GIVEN EXERCISE:
Return the entries word for word, starting at the first line and ending with the line that contains "M 74 58 L 74", including that line.

THE DATA:
# # # # # # #
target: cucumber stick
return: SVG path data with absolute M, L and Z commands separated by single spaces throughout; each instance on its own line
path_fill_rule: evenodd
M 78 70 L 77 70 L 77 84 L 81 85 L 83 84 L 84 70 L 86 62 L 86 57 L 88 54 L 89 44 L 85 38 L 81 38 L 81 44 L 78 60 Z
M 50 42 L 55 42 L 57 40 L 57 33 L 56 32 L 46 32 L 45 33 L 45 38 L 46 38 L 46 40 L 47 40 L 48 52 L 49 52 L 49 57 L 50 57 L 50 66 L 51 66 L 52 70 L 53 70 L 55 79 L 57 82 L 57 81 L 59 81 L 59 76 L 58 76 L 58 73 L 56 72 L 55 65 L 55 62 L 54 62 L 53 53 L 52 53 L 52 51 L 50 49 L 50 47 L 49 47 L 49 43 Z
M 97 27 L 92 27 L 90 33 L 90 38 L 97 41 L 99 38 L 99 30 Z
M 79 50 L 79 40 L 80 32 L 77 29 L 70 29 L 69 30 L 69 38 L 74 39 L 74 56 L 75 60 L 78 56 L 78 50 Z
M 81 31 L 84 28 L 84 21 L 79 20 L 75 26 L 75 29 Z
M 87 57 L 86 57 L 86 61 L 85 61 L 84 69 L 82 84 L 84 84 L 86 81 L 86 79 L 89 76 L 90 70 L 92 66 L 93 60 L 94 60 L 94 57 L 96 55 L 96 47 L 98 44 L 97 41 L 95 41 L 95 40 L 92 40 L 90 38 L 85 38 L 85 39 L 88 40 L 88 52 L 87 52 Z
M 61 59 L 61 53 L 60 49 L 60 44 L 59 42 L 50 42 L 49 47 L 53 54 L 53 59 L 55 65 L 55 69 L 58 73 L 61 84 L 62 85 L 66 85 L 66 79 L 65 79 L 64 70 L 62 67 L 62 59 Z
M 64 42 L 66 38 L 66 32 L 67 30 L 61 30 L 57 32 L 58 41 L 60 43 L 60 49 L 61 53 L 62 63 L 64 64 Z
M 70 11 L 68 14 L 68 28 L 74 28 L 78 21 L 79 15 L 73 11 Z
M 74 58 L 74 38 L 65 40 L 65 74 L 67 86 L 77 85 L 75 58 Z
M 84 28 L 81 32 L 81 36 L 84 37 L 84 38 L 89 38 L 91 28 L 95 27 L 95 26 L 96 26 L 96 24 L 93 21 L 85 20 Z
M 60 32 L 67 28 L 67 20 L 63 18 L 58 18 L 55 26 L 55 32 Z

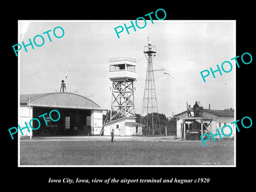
# # # # # # #
EXERCISE RESPONSE:
target: cucumber stick
return: SVG path data with absolute M, L and Z commands separated by single spaces throughout; each instance on its own line
path_fill_rule: evenodd
M 78 70 L 77 70 L 77 84 L 81 85 L 83 84 L 84 70 L 86 62 L 86 57 L 88 54 L 89 44 L 85 38 L 81 38 L 81 44 L 78 60 Z
M 50 42 L 55 42 L 57 40 L 57 33 L 56 32 L 46 32 L 45 33 L 45 38 L 46 38 L 46 40 L 47 40 L 48 52 L 49 52 L 49 57 L 50 57 L 50 66 L 51 66 L 52 70 L 53 70 L 55 79 L 57 82 L 57 81 L 59 81 L 59 76 L 58 76 L 58 73 L 56 72 L 55 65 L 55 62 L 54 62 L 53 53 L 52 53 L 52 51 L 50 49 L 50 47 L 49 47 L 49 43 Z
M 97 27 L 92 27 L 90 33 L 90 38 L 97 41 L 99 38 L 99 30 Z
M 79 50 L 79 40 L 80 32 L 77 29 L 70 29 L 69 30 L 69 38 L 74 39 L 74 56 L 75 60 L 78 56 L 78 50 Z
M 81 31 L 84 28 L 84 21 L 79 20 L 75 26 L 75 29 Z
M 87 57 L 86 57 L 86 61 L 85 61 L 84 69 L 82 84 L 84 84 L 86 81 L 86 79 L 89 76 L 90 70 L 92 66 L 93 60 L 94 60 L 94 57 L 96 55 L 96 47 L 98 44 L 97 41 L 95 41 L 95 40 L 92 40 L 90 38 L 85 38 L 85 39 L 88 40 L 88 52 L 87 52 Z
M 61 59 L 61 53 L 60 49 L 60 44 L 59 42 L 50 42 L 49 47 L 53 54 L 53 59 L 55 65 L 55 69 L 58 73 L 61 84 L 62 85 L 66 85 L 66 79 L 65 79 L 64 70 L 62 67 L 62 59 Z
M 64 42 L 66 38 L 66 32 L 67 30 L 61 30 L 57 32 L 58 41 L 60 43 L 60 49 L 61 53 L 62 63 L 64 64 Z
M 70 11 L 68 14 L 68 28 L 74 28 L 78 21 L 79 15 L 73 11 Z
M 74 58 L 74 38 L 65 40 L 65 74 L 67 86 L 77 85 L 75 58 Z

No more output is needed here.